IN 1771, the year Captain James Cook completed his first voyage around the world, an Orkney man by the name of Magnus Twatt set out for Canada, where, like many islanders before him and after, he joined the Hudson Bay Company.

Little did his family expect that more than 200 years after his death in 1801, the native American peoples of his adopted homeland and his Orkney descendants would call each other brother and sister.

The story of Orkney's links to the Cree nation of Saskatchewan is one of shared suffering, perseverance and an unshakeable belief in common bonds that stretch across the centuries and half way around the world.

And this summer, a group of Orcadians is to make the pilgrimage to the land of their common ancestors, where they are to be guests of honour at a powwow celebrating the centenary of the founding of Saskatchewan, an endeavour in which both parties, Cree and Orcadian, had a part to play.

The remarkable tale came to light just over three years ago when Orkney woman Kim Foden, nee Twatt, was conducting research into her ancestor Magnus.

While leafing through Hudson Bay Company documents, she discovered a reference to Magnus's death, news of which was announced by "the arrival of Magnus Twatt's two sons and their mother".

§

▶ TASK TO COMPLETE
Resume the article about Orkney's links to the Cree of Saskatchewan, starting right after the sentence that quotes "the arrival of Magnus Twatt's two sons and their mother".

§

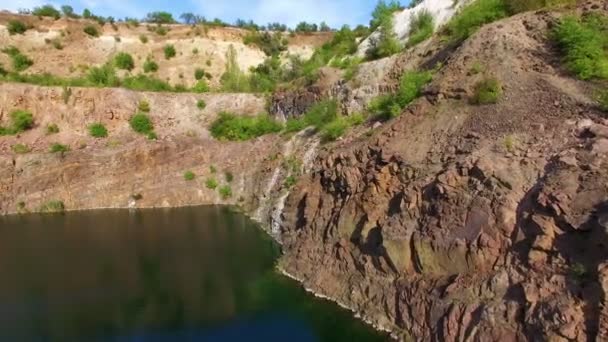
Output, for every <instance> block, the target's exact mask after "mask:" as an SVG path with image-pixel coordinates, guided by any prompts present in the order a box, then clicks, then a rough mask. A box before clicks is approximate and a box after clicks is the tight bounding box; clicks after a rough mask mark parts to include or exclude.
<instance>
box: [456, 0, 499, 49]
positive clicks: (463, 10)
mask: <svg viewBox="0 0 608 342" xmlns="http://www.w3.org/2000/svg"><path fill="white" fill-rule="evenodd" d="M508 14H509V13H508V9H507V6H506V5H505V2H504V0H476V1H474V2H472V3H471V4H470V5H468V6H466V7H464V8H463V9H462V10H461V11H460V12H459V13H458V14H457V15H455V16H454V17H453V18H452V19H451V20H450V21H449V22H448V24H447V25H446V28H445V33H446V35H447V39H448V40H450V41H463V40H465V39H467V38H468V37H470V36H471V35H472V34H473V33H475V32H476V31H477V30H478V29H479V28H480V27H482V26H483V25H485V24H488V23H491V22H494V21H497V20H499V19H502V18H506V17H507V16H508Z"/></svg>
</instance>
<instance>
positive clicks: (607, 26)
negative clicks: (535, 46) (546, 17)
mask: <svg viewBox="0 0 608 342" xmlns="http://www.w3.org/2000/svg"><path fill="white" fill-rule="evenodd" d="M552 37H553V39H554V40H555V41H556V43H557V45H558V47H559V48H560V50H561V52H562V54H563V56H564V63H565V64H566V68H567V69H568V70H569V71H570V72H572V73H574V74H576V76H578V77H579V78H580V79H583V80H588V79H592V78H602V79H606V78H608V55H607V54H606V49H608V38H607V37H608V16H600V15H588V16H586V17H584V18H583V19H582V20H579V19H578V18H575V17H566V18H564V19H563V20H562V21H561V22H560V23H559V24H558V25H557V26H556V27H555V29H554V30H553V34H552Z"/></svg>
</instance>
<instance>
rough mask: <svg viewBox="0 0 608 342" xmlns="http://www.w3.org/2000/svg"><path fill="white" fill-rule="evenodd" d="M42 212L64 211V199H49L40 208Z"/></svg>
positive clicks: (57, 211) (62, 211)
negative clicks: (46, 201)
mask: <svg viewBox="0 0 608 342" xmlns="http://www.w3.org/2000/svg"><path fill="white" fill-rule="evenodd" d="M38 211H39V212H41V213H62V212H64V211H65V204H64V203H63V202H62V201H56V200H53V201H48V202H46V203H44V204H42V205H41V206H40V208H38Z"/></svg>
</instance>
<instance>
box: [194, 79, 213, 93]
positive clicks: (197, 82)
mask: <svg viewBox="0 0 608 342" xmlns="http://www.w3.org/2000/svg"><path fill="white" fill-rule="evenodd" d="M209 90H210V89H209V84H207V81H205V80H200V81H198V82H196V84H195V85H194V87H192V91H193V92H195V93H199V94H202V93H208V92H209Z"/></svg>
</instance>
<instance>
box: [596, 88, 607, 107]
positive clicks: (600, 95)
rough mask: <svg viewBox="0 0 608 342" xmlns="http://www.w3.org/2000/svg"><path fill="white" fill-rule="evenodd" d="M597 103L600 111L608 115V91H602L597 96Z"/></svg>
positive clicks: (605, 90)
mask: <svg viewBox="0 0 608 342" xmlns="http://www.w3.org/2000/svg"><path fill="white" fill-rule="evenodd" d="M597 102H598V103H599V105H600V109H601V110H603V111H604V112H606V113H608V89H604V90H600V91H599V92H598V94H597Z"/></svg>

§

▶ WRITTEN RESPONSE
Company employees were not allowed to take wives with them. Kim realised Magnus must have had a native Indian wife drawn from the local Cree nation.

Reading Magnus's journals, the name Sturgeon River cropped up on several occasions and so, after finding a reference on the internet to the office of the Sturgeon Lake First Nation, a native Indian reserve, she sent them a brief fax asking if anyone knew anything about Magnus Twatt. The reply was equally brief: "You have found your relations."

It transpired that the first chief of the Sturgeon Lake First Nation was William Twatt, Magnus's grandson.

Wes Stevenson, vice-president of the First Nations University in the Saskatchewan capital Regina, said: "When the Orkney men came over they were not supposed to mingle with the Indian women, but right across Canada, east and west coast, we find Orkney names within the indigenous communities. They lifted their kilts quite often."

Contacts were developed and Foden was even made an honorary Cree by descendants of her relative. Then in September last year, members of the Cree First Nation travelled to Orkney for a cultural visit.

"We wanted to show them where their ancestors came from, that we didn't go there intentionally to change their lives and give them the hard time they seem to have had from other people, " Foden said.

While in Orkney, an invitation from the chief of the Council of Sturgeon Lake First Nation was issued to all Orcadians to attend the celebrations in July.

A delegation from Kirkwall Grammar School has accepted the invitation, while another eight or so Orcadians with the surname Drever or Twatt, both of which survive in First Nations people in Saskatchewan, are to travel to Sturgeon Lake this summer.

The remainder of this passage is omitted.